+++ Extract to read
A three-way analysis of variance was conducted with gender as a between participant factor, and face genders of stimuli (man, woman) and expressions (happiness, disgust, sadness, fear, anger, surprise, neutral) as repeated factors (see Fig. 8). There was no effect involving participants’ gender. A Tukey HSD test was used to examine significant effects of the gender and emotional category of stimuli. There was a main effect of face gender, F(1, 6) = 10.76, MSq = 9.32, p < .001, χ2 = .02. Women’s faces (M = 88.53%, SE = 1.32) were better categorized than men’s faces (M = 82.47%, SE = 1.64). There was a main effect with emotional configurations, F(1, 6) = 9.49, MSq = 8.22, p < .001, χ2 = .08. Anger (M = 96.21%, SE = 1.17) and neutral (M = 93.94%, SE = 1.48) facial configurations were categorized more accurately than others. Fear was the least categorized expression (M = 73.86%, SE = 2.71; all ps < .01). Happiness (M = 79.92%, SE = 2.46), disgust (M = 86.74%, SE = 2.09), sadness (M = 85.61%, SE = 2.15) and surprise (M = 82.2%, SE = 2.34) were well categorized.

Fig. 8
figure 8

Models used for the categorization task (ex: anger, disgust, fear, happiness, sad, surprise)

The type of errors made by participants were examined (Table 3).

Table 3 Confusion matrix of EFE (in %) for FACSHuman pictures

Anger (96.21%) was the most recognized emotional configuration with less than 2% confused with fear and surprise. Happiness (79.92%) was the most confused with neutral (18.18%), disgust (86.74%) with anger (10.61%), and sadness (85.61%) with neutral (9.85%). Surprise (82.20%) and fear (73.86%) were confused the most (16.67%), and neutral (93.94%) was confused with sadness (3.41%).

To compare our results (Table 3) with the POFA database (Table 4), we used the confusion matrix table provided in the Cigna et al. (2015) paper on the POFA’s pictures of emotional facial expressions. These tables describe the categorization performance and the error rates of participants for each emotional category. The diagonal results correspond to the percentage of correct responses to the facial expressions presented. For each emotional facial expression, rows indicate the percentage of confusion with others' emotional facial expressions. As results for neutral expression were not present in this table, neutral FACSHuman expression scores were not used in statistical computation. A Welch unpaired two-sample t test was used to compare the overall recognition score between POFA and FACSHuman for the six basic facial expressions. The results indicated that there was no significant difference (p = .44, d = 0.47, power = .65) between POFA (M = 78.93, SE = 5.51) and FACSHuman (M = 84.08, SE = 3.07) total score.

Table 4 Confusion matrix of EFE (in %) for POFA pictures from (Cigna et al., 2015)

Our data were significantly different from normal distribution for each category. One-sample Wilcoxon rank-sum tests were used to compare the results obtained for the FACSHuman expressions with those from the POFA, in a one-by-one categorical comparison. The results showed that FACSHuman expression scores were significantly higher except for happiness and surprise expressions, where the POFA expressions were better rated (see Fig. 9 and Table 5). Effects size showed large differences.
++++++
Stated goal a:
Write out the entries from the line with "query | man in dark suit" to the line with "554), (850, 274)]", including both of those lines.
The passage and the entries are separate material.
+++ Data supplied
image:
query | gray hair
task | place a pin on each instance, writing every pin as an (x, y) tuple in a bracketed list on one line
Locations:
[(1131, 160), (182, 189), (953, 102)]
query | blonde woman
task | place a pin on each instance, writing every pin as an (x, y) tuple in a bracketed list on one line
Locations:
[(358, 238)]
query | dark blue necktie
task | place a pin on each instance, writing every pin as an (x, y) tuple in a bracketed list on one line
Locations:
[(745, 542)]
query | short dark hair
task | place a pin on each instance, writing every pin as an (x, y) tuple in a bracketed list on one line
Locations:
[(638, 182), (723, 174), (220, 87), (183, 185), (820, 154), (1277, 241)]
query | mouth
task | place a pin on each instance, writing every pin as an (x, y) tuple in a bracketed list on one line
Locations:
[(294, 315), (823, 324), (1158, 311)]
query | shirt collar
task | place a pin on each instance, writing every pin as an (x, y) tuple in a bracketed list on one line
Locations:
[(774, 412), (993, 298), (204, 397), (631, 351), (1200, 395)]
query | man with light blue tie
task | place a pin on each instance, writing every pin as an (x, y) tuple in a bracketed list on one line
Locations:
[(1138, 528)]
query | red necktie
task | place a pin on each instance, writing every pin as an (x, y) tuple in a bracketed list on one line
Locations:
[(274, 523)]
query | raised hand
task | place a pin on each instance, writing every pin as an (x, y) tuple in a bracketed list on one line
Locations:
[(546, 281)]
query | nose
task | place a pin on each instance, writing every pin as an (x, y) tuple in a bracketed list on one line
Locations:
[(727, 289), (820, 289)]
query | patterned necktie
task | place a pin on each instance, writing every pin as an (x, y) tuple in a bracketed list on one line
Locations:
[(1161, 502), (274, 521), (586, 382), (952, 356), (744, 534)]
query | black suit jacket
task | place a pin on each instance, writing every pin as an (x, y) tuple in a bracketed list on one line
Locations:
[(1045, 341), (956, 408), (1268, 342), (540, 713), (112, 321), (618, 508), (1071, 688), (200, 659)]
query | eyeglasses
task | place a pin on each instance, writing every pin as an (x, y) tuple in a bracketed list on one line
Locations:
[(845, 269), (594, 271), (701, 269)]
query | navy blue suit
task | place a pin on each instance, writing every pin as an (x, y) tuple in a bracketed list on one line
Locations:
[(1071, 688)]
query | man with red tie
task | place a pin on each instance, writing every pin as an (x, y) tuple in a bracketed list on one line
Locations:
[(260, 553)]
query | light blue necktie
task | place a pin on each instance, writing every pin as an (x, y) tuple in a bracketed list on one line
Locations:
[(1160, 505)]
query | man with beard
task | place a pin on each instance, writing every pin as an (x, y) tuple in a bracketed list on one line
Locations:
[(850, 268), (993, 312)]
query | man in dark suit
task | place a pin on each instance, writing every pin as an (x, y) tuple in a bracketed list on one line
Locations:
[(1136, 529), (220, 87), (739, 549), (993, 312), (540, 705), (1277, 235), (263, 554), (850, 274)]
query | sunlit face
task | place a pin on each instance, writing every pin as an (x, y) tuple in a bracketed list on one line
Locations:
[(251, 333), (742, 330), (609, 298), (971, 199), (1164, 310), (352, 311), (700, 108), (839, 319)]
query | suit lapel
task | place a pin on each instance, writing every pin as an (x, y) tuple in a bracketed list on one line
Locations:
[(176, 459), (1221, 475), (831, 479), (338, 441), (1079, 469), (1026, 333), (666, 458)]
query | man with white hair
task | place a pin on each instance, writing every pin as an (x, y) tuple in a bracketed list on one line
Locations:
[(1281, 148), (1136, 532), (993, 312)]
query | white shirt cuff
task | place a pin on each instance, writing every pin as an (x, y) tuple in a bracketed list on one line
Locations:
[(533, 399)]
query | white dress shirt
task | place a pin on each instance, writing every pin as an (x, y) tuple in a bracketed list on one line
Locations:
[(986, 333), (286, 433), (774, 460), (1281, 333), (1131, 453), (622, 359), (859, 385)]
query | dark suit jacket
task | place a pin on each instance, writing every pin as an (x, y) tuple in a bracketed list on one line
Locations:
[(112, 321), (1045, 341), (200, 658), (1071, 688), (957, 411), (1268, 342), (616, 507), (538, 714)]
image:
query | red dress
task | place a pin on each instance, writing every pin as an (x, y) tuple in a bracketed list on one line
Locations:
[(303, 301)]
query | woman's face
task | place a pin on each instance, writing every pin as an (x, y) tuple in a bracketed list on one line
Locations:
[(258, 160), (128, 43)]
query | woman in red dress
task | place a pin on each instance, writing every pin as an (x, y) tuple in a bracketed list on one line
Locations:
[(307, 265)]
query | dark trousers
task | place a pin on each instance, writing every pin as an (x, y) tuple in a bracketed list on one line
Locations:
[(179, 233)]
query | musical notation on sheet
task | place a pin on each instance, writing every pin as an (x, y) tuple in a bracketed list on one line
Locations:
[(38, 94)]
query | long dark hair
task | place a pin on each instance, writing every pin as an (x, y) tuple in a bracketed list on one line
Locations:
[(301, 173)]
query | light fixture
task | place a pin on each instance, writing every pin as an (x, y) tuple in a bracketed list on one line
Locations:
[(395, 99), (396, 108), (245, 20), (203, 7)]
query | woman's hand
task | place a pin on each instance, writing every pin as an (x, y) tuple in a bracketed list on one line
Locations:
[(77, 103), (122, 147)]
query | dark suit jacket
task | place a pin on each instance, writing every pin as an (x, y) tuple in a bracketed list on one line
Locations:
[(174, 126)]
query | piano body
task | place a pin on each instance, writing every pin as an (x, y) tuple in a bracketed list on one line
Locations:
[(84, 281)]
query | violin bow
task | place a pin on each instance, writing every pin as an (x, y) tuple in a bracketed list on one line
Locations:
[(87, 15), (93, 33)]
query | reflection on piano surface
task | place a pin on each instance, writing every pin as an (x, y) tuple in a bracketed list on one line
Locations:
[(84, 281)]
++++++
Stated goal b:
Write out the passage from "Our data were" to "showed large differences.", swapping "one-by-one" for "pairwise".

Task response a:
query | man in dark suit
task | place a pin on each instance, writing every pin as an (x, y) tuple in a bracketed list on one line
Locations:
[(1136, 529), (220, 87), (739, 549), (993, 312), (540, 705), (1277, 235), (263, 554), (850, 274)]

Task response b:
Our data were significantly different from normal distribution for each category. One-sample Wilcoxon rank-sum tests were used to compare the results obtained for the FACSHuman expressions with those from the POFA, in a pairwise categorical comparison. The results showed that FACSHuman expression scores were significantly higher except for happiness and surprise expressions, where the POFA expressions were better rated (see Fig. 9 and Table 5). Effects size showed large differences.